Now, concerning the application you mentioned, the real problem is: how do you estimate the 3D coordinates of a given point ?
Using two cameras and one projector, this would be easy: you could track the objects of interest in the two camera images, triangulate their 3D positions using the two 2D projections using function triangulatePoints and finally project this 3D point in the projector 2D coordinates using projectPoints in order to know where to display things with your projector.
With only one camera and one projector, this is still possible but more difficult because you cannot triangulate the tracked points from only one observation. The basic idea is to approach the problem like a sparse stereo disparity estimation problem. A possible method is as follows:
project a non-ambiguous image (e.g. black and white noise) using the projector, in order to texture the scene observed by the camera.
as before, track the objects of interest in the camera image
for each object of interest, correlate a small window around its location in the camera image with the projector image, in order to find where it projects in the projector 2D coordinates
Another approach, which unlike the one above would use the calibration parameters, could be to do a dense 3D reconstruction using stereoRectify and StereoBM::operator() (or gpu::StereoBM_GPU::operator() for the GPU implementation), map the tracked 2D positions to 3D using the estimated scene depth, and finally project into the projector using projectPoints.
Anyhow, this is easier, and more accurate, using two cameras.
---*---
• [Short problem 1]: List each line of the listing that contains the string "like", matching its case exactly.
• [Short problem 2]: Write what comes next in the camera-projector answer, starting after its final sentence.
The listing is unrelated to the camera-projector answer.

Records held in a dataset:
---*---
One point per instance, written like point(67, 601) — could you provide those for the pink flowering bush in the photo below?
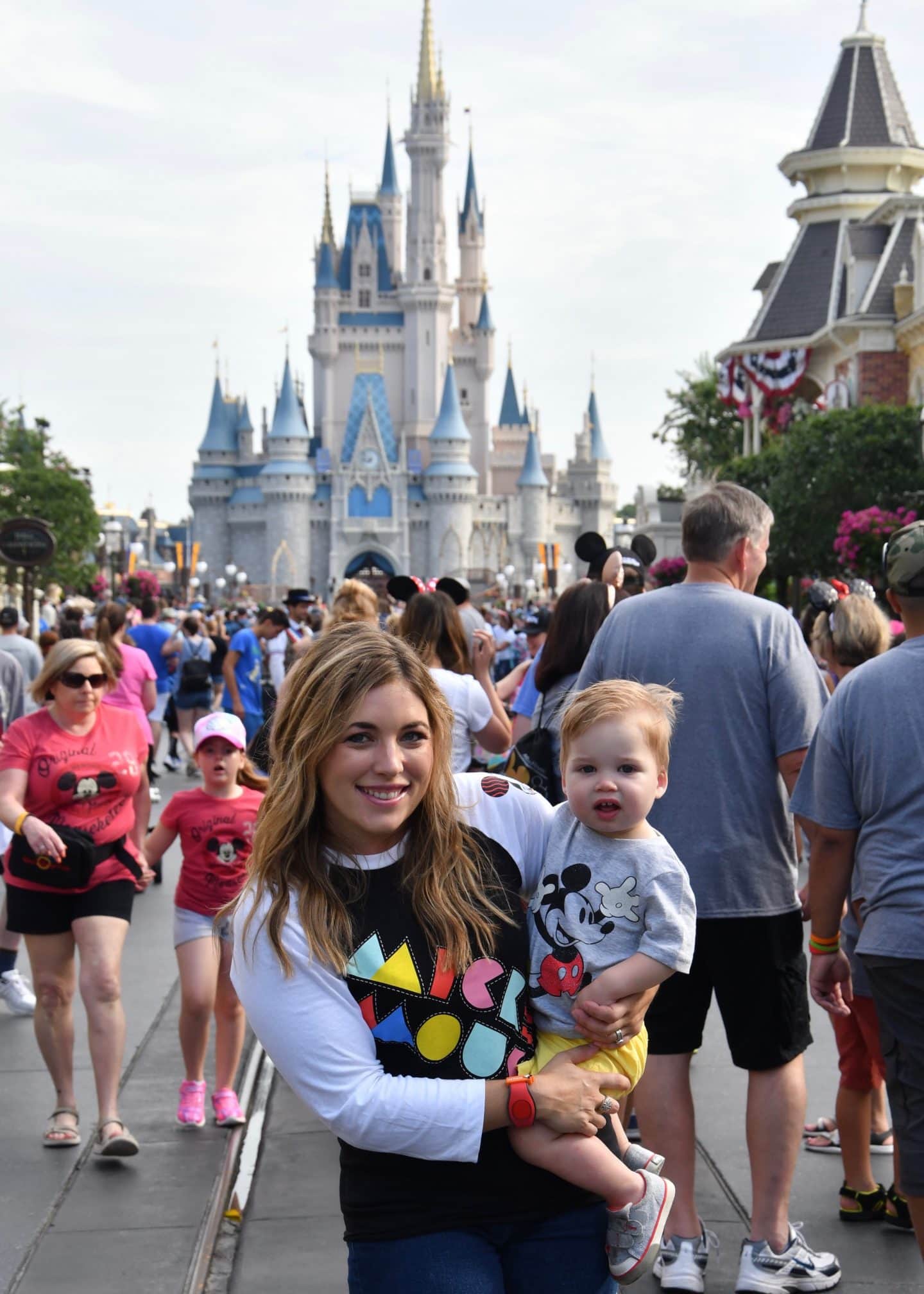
point(668, 571)
point(862, 535)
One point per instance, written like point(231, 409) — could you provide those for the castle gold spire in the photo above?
point(427, 87)
point(328, 225)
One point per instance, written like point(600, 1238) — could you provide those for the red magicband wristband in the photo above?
point(520, 1104)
---*---
• [Final result 1]:
One point per instance, written like point(67, 601) — could you provide those for the pink flowering bush in the photo below?
One point per instance, written like point(231, 409) — could you provide those for the castle gold spire in the photo above?
One point per instance, written like point(600, 1238) — could you provide those for the red magicband wristband in the photo above?

• [Final result 2]:
Hope this helps.

Augmented Reality OpenGL+OpenCV

I am very new to OpenCV with a limited experience on OpenGL. I am willing to overlay a 3D object on a calibrated image of a checkerboard. Any tips or guidance?
The basic idea is that you have 2 cameras: one is the physical one (the one where you are retriving the images with opencv) and one is the opengl one. You have to align those two matrices.
To do that, you need to calibrate the physical camera.
First. You need a distortion parameters (because every lens more or less has some optical distortion), and build with those parameters the so called intrinsic parameters. You do this with printing a chessboard in a paper, using it for get some images and calibrate the camera. It's full of nice tutorial about that on the internet, and from your answer it seems you have them. That's nice.
Then. You have to calibrate the position of the camera. And this is done with the so called extrinsic parameters. Those parameters encoded the position and the rotation the the 3D world of those camera.
The intrinsic parameters are needed by the OpenCV methods cv::solvePnP and cv::Rodrigues and that uses the rodrigues method to get the extrinsic parameters. This method get in input 2 set of corresponding points: some 3D knowon points and their 2D projection. That's why all augmented reality applications need some markers: usually the markers are square, so after detecting it you know the 2D projection of the point P1(0,0,0) P2(0,1,0) P3(1,1,0) P4(1,0,0) that forms a square and you can find the plane lying on them.
Once you have the extrinsic parameters all the game is easily solved: you just have to make a perspective projection in OpenGL with the FoV and the aperture angle of the camera from intrinsic parameter and put the camera in the position given by the extrinsic parameters.
Of course, if you want (and you should) understand and handle each step of this process correctly.. there is a lot of math - matrices, angles, quaternion, matrices again, and.. matrices again. You can find a reference in the famous Multiple View Geometry in Computer Vision from R. Hartley and A. Zisserman.
Moreover, to handle correctly the opengl part you have to deal with the so called "Modern OpenGL" (remember that glLoadMatrix is deprecated) and a little bit of shader for loading the matrices of the camera position (for me this was a problem because I didn't knew anything about it).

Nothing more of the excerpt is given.